[A block of data]
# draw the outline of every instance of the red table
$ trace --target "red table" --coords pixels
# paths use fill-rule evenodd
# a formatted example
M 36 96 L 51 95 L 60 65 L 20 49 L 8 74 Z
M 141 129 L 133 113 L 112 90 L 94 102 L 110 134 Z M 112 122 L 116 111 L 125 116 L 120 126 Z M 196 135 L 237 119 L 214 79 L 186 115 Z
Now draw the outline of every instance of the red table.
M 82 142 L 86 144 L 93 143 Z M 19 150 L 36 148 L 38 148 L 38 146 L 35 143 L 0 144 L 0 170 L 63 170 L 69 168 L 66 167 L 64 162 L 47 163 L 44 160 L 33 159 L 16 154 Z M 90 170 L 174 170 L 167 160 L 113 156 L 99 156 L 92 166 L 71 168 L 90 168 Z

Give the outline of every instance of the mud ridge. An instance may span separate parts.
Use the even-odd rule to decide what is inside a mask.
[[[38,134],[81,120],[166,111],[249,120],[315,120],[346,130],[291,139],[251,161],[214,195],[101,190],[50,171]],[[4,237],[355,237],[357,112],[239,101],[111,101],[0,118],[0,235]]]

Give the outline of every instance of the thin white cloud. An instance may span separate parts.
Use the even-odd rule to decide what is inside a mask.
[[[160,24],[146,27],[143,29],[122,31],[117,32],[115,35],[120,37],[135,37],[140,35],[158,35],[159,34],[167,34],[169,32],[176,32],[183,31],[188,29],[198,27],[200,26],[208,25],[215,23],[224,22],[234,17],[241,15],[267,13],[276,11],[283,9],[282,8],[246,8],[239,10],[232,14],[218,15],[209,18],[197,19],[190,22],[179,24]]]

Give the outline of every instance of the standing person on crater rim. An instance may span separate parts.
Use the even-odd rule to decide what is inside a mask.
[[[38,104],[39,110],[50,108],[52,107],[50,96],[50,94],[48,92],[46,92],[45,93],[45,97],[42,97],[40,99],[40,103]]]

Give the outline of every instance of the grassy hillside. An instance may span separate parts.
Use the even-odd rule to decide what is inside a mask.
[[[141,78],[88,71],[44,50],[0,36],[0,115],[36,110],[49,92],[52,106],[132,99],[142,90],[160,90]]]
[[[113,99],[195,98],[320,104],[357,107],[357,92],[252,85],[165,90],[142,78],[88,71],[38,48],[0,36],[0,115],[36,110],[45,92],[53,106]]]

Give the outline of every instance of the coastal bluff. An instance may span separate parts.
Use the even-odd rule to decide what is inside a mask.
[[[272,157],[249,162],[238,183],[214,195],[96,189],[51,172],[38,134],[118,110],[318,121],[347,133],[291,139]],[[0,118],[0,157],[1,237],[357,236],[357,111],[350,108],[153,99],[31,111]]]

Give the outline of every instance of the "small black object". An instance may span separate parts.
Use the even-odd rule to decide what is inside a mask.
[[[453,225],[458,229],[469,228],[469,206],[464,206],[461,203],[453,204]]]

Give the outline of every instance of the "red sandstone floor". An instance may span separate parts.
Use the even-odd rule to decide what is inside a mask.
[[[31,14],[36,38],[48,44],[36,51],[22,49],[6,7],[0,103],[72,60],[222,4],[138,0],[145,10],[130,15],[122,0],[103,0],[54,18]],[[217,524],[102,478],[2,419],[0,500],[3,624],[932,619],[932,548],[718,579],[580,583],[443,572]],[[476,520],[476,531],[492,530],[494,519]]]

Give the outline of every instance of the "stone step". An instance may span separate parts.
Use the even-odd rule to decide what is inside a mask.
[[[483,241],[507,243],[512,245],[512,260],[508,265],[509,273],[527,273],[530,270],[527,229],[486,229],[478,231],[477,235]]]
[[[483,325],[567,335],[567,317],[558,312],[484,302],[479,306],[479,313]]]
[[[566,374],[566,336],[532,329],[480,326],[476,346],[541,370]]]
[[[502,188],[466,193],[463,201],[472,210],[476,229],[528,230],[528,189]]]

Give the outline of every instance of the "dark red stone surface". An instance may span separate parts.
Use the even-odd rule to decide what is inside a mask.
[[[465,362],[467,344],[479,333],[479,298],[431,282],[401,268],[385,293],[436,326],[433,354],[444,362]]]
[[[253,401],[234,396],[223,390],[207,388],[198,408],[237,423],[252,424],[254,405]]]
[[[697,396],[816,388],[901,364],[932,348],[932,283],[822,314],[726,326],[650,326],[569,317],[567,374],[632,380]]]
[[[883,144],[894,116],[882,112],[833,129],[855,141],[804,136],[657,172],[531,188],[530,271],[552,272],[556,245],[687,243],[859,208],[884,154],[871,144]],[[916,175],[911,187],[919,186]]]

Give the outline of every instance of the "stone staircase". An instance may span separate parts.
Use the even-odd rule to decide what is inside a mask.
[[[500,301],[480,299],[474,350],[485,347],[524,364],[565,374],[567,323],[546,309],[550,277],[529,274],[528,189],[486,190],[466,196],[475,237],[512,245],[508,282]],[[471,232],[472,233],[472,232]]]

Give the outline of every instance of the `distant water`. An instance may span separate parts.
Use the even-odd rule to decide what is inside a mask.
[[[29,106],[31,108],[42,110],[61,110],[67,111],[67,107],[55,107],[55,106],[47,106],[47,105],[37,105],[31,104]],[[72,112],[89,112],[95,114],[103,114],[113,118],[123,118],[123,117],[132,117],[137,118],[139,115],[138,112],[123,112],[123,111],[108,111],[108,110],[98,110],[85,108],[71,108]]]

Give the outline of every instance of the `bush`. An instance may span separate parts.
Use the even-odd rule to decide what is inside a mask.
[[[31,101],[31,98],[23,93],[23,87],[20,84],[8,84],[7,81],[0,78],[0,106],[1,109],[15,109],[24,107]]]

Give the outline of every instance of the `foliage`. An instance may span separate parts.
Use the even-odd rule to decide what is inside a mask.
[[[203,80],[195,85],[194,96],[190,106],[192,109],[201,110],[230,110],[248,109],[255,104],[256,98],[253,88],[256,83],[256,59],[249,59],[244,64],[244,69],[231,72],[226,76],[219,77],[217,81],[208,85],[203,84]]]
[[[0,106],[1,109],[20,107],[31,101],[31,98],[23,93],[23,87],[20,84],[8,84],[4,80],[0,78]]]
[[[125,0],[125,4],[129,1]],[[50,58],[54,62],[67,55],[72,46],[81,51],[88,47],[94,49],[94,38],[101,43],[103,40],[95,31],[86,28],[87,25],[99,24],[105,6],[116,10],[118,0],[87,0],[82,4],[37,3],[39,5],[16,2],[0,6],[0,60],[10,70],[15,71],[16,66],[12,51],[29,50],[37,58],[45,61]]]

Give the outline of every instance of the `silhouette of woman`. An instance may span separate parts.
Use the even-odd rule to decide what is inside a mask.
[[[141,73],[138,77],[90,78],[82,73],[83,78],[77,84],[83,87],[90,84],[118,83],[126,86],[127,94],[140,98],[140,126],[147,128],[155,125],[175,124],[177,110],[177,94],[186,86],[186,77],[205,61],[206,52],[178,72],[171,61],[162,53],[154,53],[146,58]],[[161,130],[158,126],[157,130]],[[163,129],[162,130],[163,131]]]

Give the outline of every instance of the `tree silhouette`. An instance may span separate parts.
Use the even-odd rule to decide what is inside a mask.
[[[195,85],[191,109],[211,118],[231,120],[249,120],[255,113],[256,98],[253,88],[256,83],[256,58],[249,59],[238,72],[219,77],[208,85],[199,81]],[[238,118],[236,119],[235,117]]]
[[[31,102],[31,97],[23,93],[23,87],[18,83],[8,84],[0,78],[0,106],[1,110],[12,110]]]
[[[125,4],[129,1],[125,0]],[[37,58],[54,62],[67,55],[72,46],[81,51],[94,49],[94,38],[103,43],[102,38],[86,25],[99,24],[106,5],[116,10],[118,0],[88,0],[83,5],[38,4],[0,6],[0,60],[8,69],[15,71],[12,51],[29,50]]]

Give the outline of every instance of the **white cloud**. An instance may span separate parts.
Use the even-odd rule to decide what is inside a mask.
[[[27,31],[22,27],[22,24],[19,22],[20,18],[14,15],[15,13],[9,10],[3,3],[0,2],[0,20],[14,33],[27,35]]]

▶ What to do: Present everything from the start of the material above down to the line containing "M 36 96 L 51 95 L 60 65 L 20 49 L 8 74 Z" as a Markdown table with the columns Line and Content, one numbered row per line, leaving out blank lines.

▶ Exercise answer:
| Line | Content |
|---|---|
| 1 | # draw the outline of every instance of the red table |
| 2 | $ trace --target "red table" --coords pixels |
| 3 | # paths use fill-rule evenodd |
| 4 | # a formatted example |
| 5 | M 36 96 L 51 95 L 60 65 L 20 49 L 8 74 Z |